(Rows from an object pointing dataset)
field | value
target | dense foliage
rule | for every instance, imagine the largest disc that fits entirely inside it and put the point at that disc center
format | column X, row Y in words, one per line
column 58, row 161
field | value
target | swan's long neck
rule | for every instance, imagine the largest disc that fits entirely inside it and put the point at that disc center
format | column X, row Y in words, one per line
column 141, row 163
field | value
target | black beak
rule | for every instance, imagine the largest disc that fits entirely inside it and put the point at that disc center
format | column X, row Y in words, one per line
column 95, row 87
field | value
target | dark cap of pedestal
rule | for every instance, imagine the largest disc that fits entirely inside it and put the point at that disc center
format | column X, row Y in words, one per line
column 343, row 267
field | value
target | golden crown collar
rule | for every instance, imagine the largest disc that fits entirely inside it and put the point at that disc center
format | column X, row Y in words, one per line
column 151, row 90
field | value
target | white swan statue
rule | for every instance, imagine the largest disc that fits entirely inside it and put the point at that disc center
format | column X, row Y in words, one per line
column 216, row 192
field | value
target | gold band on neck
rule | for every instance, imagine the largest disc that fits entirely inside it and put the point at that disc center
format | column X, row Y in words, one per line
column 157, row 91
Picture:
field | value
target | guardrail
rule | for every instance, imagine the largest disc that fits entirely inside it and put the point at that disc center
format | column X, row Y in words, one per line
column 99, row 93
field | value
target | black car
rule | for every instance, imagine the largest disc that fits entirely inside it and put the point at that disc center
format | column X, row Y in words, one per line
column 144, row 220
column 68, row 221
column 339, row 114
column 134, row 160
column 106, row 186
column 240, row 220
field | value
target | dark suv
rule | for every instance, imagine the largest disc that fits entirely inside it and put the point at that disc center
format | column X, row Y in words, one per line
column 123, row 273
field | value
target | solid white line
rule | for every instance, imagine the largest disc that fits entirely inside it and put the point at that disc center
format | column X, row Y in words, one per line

## WHAT NEEDS TO BE DONE
Please replace "largest disc" with "biggest circle" in the items above, from the start through the line with "column 141, row 163", and give those lines again with everything else unchanged.

## THE RESULT
field | value
target | dense foliage
rule | for every instance, imagine the biggest circle that fits entirely inside it and put the point at that disc center
format | column X, row Y in words, one per line
column 58, row 161
field | value
target | swan's long neck
rule | for every instance, imagine the biggest circle that fits entirely inside it and put the point at that disc center
format | column X, row Y in words, one per line
column 141, row 163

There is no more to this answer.